- TRY IT -
Copy the data exactly. Leave nothing out.

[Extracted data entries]
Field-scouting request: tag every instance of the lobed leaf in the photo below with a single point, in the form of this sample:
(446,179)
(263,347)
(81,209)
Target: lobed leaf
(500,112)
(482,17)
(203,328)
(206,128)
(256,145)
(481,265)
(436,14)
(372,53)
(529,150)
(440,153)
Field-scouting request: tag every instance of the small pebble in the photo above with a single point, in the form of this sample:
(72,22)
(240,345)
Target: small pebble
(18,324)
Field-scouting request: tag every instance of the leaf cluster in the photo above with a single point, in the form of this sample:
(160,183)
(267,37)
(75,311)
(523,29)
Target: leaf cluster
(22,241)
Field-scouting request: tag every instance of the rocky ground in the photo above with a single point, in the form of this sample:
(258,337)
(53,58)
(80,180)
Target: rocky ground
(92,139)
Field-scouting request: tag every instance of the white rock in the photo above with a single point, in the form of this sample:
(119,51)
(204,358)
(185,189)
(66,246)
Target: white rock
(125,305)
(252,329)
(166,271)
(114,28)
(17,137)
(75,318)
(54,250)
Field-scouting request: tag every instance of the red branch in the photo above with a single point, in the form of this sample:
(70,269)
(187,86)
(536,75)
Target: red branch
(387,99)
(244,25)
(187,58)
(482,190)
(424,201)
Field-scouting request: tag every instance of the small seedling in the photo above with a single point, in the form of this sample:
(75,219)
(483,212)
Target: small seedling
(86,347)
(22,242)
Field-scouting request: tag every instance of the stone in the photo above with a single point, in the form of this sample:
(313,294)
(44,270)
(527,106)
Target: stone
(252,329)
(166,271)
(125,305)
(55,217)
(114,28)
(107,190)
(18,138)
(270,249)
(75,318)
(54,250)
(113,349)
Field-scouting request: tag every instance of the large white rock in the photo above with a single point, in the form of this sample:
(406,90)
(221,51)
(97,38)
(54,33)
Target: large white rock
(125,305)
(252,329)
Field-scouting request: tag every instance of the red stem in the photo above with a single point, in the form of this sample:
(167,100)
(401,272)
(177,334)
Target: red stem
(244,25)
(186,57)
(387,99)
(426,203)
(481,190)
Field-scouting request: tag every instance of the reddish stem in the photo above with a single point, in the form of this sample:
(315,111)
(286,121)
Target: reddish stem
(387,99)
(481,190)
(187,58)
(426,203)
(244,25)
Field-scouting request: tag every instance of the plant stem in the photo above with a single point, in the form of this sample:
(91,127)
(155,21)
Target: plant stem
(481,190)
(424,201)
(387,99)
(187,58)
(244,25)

- SOLUTION FOR THIS TASK -
Field-scouting request: tag every instance of the lobed leaf in the photo below with a single point, in the form of this sample:
(446,179)
(263,347)
(81,209)
Target: lobed leaf
(500,112)
(482,17)
(203,328)
(206,128)
(256,145)
(481,265)
(436,14)
(372,53)
(529,150)
(440,153)
Field-scouting request: tag every instance of the small pebble in the photo above with a single point, in the form of this sample:
(72,22)
(240,345)
Target: small pebble
(18,324)
Field-scouting request: tag every instance of the leaf cluster in the photo above with a single point, in the form of this sample:
(160,183)
(267,37)
(75,311)
(523,29)
Target: leaf cluster
(22,241)
Field-scouting request: tag every instance of the rocky ground in the photo above with a single point, in the form of this sample:
(258,337)
(53,58)
(80,180)
Target: rocky ground
(92,139)
Field-scouting request: tag every instance of the white rock in the photo above with a single point, in the form of this sample:
(119,51)
(204,358)
(185,189)
(66,246)
Target: white rock
(125,305)
(252,329)
(166,271)
(114,28)
(17,137)
(75,318)
(54,250)
Field-scouting request: tag every instance of the red branch in the photo above with a single point, in the form of this sample:
(70,269)
(187,86)
(536,75)
Target: red branch
(387,99)
(244,25)
(187,58)
(482,190)
(424,201)
Field-scouting request: tag every instance of the small seedling in the photo above with a single point, in the form of this sample:
(75,219)
(483,212)
Target: small seedling
(86,347)
(22,242)
Field-scouting request: tag every instance of the stone in the photo above with a single point, in the form of this sample:
(313,294)
(44,270)
(527,106)
Target: stone
(252,329)
(166,271)
(125,305)
(55,217)
(114,28)
(107,190)
(18,138)
(270,249)
(75,318)
(54,250)
(113,349)
Field-scouting request: tag every instance of the large white rock in the photo above with a single point, in the form of this sample:
(406,90)
(221,51)
(97,38)
(54,33)
Target: large white rock
(125,305)
(252,329)
Field-scouting request: tag every instance of the red stem in the photo above with a single point, in the form of this sample:
(167,100)
(401,272)
(177,334)
Target: red stem
(244,25)
(186,57)
(387,99)
(426,203)
(481,190)
Field-scouting request: tag every instance of the reddish stem in the photo above with a single point, in the form of this sample:
(315,111)
(286,121)
Target: reddish stem
(387,99)
(481,190)
(187,58)
(426,203)
(244,25)
Field-scouting request: tag every instance of the plant stem in the photo above with a single point, in the form of this sample:
(91,127)
(155,21)
Target: plant stem
(481,190)
(424,201)
(387,99)
(187,58)
(244,25)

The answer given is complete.